REGGIO CALABRIA All’incirca una ventina di minuti, anche meno probabilmente togliendo passaggi tecnici e burocratici. In terza Commissione del Consiglio regionale approda la proposta di legge del gruppo del Pd sul “fine vita” ma di fatto il dibattito si esaurisce in un breve lasso di tempo. Un approccio molto timido, dal versante della maggioranza di centrodestra, per un tema certo delicatissimo e complesso che però richiederebbe quantomeno una riflessione approfondita anche in sede regionale, e intanto vede una Calabria comunque già indietro rispetto ad altre Regioni.
Il gruppo del Pd alla Regione ci prova con una proposta di legge depositata addirittura 15 mesi fa (c’era ancora Nicola Irto ancora non senatore): il titolo è “Assistenza sanitaria per la morte serena e indolore di pazienti terminali”. Il testo recita, tra le altre cose: «Le strutture sanitarie pubbliche della Regione Calabria assicurano l’assistenza per aiutare alla morte serena e indolore le persone malate in stato terminale o cronico, la cui condizione clinica è compatibile con il diritto al rifiuto del mantenimento artificiale in vita ai sensi dell’articolo 32, comma 2, della Costituzione; … L’assistenza sanitaria di cui all’articolo 1, consistente in prestazioni e trattamenti clinicamente adeguati, è assicurata a persone in possesso dei seguenti e contestuali requisiti: siano capaci di assumere decisioni libere, consapevoli e abbiano espresso autonomamente e liberamente la volontà di accedere alle prestazioni e ai trattamenti, con le modalità e gli strumenti più consoni alle condizioni cliniche; siano affette da patologie irreversibili; siano tenute in vita con trattamenti di sostegno vitale; si trovino in condizione di sofferenze fisiche e psicologiche assolutamente intollerabili…». All’articolo 4 si garantisce l’obiezione di coscienza: «Al personale sanitario delle strutture interessate è assicurato il diritto di rifiutare, per motivi di coscienza, l’esecuzione delle prestazioni e dei trattamenti previsti dalla presente legge».

▸ Righe fornite:
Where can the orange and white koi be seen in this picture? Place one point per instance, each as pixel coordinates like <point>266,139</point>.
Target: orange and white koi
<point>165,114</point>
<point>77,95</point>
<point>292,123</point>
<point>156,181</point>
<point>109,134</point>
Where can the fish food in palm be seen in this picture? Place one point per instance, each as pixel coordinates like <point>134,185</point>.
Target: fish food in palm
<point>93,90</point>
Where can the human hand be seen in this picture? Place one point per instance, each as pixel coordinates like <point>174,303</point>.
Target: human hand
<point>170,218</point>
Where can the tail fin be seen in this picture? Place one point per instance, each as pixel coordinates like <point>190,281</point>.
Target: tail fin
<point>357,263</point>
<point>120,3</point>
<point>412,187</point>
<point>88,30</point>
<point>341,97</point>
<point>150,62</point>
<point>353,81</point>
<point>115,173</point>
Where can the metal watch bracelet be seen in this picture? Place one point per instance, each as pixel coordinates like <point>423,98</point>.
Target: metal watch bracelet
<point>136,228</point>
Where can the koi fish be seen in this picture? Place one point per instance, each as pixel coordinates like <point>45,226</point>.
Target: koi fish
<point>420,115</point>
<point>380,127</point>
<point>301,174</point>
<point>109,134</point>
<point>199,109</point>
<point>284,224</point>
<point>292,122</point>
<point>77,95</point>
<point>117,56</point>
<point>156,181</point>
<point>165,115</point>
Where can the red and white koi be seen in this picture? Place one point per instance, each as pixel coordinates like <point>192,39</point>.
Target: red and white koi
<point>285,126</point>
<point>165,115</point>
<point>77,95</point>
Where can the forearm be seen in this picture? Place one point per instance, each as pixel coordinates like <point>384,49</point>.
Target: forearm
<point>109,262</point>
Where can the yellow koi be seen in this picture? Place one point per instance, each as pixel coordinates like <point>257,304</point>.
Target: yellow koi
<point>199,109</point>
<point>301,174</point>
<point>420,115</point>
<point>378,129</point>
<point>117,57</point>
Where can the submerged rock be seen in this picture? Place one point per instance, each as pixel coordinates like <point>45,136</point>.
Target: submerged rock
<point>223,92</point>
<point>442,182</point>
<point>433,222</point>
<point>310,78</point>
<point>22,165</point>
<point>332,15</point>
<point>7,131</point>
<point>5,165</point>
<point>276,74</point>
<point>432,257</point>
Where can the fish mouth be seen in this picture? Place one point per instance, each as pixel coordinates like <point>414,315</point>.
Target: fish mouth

▸ Consegna A:
Riporta parola per parola il passo dell'articolo sul fine vita che comincia con "REGGIO CALABRIA All’incirca" e prosegue fino a "ad altre Regioni.".
▸ Consegna B:
Riprendi l'articolo sulla proposta di legge calabrese sul fine vita e proseguilo a partire dall'ultima frase riportata.
Le righe sono tratte da una fonte diversa da quella del testo.

▸ Risposta A:
REGGIO CALABRIA All’incirca una ventina di minuti, anche meno probabilmente togliendo passaggi tecnici e burocratici. In terza Commissione del Consiglio regionale approda la proposta di legge del gruppo del Pd sul “fine vita” ma di fatto il dibattito si esaurisce in un breve lasso di tempo. Un approccio molto timido, dal versante della maggioranza di centrodestra, per un tema certo delicatissimo e complesso che però richiederebbe quantomeno una riflessione approfondita anche in sede regionale, e intanto vede una Calabria comunque già indietro rispetto ad altre Regioni.

▸ Risposta B:
Oggi il primo step in terza Commissione Sanità del Consiglio regionale. Diversi gli assenti, a quanto risulta, soprattutto dai banchi della maggioranza. Secondo quanto riporta il resoconto di seduta, la presidente della Terza, Pasqualina Straface, di Forza Italia, introduce i lavori ricordando che «l’argomento in discussione, proprio per la sua complessità e le sue tante sfaccettature, non può costituire materia di legislazione regionale, ma necessita di un quadro di riferimento che può essere definito soltanto dal legislatore statale» e riferisce «l’interlocuzione con il presidente del Consiglio regionale che ha comunicato che da una riunione avuta con tutti i presidenti del Consiglio delle Regioni italiane è emersa la linea comune di ritenere le Regioni inadatte a legiferare su una tematica, che è di stretta competenza statale». Amalia Bruni, del Pd, concorda sul fatto che c’è una competenza nazionale e tuttavia puntualizza che «la proposta è stata presentata per favorire un dibattito sull’argomento e per stimolare il Governo a prendere in considerazione l’idea di definirne i profili giuridici, la proposta ha proprio l’ha proprio l’obiettivo di sollecitare la normazione sulla gestione di una fase particolare della vita». La seduta di fatto si chiude qui, con un aggiornamento la cui realizzazione per la verità sarà tutta da verificare in futuro, considerando i primi “sbarramenti” palesatisi oggi. Mentre altre Regioni – non solo il Veneto – quantomeno sul tema del “fine vita” hanno un cammino più spedito quantomeno sul piano della riflessione e del dibattito: come in Liguria, e infatti giusto qualche giorno fa il governatore Toti si è detto favorevole a legiferare anche a livello regionale. (a. c.)